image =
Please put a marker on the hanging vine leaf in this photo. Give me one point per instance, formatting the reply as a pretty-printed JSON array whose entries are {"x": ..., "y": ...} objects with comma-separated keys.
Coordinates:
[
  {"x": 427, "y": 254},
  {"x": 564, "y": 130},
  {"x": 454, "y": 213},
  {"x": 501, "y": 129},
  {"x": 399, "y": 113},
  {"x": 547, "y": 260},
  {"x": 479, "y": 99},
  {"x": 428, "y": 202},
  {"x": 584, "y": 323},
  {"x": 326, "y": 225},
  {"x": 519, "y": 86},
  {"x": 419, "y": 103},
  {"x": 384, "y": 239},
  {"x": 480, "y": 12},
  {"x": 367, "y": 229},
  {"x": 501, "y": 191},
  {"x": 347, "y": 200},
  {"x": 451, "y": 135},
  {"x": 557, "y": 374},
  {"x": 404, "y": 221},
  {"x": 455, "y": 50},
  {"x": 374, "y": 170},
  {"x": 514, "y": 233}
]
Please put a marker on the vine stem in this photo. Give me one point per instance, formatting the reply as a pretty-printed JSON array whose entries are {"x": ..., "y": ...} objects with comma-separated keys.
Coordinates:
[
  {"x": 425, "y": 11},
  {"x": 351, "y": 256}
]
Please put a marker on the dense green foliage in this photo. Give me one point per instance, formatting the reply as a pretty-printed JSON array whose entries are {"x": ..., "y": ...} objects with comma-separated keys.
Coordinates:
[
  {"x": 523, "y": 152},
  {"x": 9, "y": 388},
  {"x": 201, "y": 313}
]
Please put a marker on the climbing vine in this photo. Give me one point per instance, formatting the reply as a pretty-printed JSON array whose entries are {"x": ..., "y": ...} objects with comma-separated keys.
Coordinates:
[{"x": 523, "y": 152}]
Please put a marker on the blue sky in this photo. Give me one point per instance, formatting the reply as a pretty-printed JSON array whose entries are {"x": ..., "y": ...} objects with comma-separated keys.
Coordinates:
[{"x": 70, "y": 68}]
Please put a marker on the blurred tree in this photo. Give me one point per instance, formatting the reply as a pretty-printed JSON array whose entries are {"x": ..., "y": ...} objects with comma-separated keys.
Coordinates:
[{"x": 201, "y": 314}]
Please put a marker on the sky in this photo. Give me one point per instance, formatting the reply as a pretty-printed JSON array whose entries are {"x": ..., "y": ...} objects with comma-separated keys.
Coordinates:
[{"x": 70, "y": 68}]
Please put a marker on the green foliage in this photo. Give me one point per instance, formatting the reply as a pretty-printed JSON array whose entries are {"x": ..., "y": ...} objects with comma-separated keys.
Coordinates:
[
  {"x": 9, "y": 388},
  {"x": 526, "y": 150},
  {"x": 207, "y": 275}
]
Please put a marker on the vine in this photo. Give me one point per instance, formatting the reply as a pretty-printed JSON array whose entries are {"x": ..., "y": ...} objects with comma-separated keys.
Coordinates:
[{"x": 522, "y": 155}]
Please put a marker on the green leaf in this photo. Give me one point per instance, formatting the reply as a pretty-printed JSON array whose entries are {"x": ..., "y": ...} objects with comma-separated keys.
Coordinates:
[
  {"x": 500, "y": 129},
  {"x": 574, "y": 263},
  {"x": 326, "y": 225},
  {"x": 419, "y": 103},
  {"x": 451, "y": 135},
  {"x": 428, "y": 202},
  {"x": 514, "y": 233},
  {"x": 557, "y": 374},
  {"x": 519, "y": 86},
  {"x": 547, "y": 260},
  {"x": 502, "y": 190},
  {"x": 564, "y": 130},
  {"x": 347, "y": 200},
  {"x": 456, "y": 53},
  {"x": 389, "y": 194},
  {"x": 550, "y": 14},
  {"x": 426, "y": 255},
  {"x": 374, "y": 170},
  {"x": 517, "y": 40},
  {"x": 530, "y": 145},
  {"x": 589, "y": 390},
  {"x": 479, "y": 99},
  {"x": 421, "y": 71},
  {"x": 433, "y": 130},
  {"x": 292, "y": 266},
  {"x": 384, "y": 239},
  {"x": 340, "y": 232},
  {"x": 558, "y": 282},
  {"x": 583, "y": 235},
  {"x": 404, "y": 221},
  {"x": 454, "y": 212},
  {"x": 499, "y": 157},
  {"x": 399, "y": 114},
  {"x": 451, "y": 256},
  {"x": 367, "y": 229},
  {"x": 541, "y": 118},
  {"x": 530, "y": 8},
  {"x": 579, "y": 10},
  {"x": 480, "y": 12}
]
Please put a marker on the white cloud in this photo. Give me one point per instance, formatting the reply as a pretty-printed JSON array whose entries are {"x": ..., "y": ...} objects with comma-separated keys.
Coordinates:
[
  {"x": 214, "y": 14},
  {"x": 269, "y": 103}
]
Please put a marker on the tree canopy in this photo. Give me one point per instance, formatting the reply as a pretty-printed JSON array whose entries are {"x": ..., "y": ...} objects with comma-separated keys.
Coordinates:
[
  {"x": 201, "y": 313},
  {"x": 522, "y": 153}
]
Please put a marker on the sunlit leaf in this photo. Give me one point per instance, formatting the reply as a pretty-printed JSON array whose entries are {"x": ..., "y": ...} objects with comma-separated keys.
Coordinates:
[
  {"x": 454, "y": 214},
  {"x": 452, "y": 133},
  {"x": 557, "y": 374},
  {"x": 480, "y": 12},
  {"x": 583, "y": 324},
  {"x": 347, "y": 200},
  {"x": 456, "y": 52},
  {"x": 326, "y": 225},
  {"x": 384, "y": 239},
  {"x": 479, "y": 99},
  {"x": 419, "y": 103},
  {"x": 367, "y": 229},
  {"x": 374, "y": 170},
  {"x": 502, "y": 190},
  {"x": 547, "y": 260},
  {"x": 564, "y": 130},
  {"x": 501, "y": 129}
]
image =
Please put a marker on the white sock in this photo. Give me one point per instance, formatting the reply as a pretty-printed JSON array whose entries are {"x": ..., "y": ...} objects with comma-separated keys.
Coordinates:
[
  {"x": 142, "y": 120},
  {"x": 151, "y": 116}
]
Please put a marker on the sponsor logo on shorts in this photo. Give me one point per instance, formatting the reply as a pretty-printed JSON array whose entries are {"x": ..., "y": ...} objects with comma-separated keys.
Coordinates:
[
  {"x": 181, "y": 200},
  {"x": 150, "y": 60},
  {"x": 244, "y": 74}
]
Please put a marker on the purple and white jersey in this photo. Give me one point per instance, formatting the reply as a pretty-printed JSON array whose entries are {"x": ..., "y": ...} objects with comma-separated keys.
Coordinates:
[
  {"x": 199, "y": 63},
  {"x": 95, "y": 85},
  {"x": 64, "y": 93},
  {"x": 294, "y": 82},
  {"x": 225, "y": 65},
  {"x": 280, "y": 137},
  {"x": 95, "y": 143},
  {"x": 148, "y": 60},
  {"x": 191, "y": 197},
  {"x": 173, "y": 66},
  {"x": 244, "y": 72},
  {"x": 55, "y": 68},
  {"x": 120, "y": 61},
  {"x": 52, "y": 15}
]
----------
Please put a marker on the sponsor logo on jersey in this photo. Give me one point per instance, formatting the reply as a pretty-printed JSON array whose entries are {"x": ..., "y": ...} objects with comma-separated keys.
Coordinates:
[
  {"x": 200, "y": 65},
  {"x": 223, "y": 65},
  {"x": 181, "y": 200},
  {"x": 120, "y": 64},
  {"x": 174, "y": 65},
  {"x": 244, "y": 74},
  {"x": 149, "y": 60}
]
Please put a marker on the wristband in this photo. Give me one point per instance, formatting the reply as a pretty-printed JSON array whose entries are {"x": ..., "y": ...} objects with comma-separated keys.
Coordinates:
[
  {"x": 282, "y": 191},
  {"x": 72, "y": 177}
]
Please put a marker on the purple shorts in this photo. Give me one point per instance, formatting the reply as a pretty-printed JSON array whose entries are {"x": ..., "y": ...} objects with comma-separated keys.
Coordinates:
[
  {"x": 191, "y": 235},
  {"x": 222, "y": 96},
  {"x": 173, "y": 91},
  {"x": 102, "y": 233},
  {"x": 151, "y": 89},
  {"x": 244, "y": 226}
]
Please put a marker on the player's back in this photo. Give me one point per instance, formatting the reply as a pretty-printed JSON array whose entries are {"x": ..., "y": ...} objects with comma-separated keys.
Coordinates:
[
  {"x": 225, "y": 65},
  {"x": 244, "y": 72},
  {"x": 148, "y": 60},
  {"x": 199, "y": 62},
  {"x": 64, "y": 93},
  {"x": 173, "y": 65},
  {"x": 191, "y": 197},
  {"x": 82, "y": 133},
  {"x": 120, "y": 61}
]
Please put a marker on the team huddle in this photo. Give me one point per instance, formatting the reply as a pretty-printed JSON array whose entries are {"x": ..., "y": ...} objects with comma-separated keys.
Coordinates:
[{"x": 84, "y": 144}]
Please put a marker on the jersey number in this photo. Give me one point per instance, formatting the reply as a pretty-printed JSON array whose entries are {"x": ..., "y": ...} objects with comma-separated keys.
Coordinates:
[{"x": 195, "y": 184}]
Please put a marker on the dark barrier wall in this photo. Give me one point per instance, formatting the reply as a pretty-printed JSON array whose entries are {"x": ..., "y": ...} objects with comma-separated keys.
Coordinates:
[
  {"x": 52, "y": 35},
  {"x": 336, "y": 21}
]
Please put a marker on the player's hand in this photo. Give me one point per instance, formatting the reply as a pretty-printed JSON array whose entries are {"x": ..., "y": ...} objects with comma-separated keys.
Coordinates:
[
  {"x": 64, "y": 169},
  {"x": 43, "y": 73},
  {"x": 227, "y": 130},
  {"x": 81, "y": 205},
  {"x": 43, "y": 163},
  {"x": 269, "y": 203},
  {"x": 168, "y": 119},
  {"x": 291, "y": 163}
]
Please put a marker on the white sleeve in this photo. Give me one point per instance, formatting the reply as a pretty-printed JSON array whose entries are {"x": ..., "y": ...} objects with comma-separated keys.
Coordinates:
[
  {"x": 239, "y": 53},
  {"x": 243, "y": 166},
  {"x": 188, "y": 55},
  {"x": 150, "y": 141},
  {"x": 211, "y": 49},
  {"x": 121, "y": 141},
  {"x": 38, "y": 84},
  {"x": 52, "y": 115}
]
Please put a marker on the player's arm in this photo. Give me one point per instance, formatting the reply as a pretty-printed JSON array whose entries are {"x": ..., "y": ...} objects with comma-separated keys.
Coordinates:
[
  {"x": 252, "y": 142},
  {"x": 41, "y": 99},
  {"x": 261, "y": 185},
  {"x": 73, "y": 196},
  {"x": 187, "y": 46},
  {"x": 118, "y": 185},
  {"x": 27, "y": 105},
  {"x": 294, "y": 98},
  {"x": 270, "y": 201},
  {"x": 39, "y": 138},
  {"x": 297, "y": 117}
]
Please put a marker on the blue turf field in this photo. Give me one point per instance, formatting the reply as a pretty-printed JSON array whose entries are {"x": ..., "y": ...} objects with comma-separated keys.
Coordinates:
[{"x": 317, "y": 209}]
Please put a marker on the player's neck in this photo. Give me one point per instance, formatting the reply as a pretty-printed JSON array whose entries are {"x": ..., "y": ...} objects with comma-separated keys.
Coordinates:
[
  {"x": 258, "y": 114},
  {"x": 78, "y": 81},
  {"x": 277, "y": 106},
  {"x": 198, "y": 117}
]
----------
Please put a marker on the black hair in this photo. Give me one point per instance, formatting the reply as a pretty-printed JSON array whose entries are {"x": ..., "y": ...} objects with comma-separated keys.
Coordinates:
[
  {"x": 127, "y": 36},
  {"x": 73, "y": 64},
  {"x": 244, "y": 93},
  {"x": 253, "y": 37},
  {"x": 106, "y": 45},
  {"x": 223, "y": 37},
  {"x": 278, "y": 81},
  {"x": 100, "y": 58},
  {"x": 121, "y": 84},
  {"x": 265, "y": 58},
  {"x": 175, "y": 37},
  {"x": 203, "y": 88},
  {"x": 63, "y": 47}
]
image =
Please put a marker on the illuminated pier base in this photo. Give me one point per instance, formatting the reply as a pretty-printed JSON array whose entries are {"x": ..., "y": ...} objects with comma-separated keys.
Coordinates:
----------
• _What you are asked to do_
How many lines in the rows above contain the string "white"? Matching is case-sensitive. Reply with only the number.

• _Exercise response_
4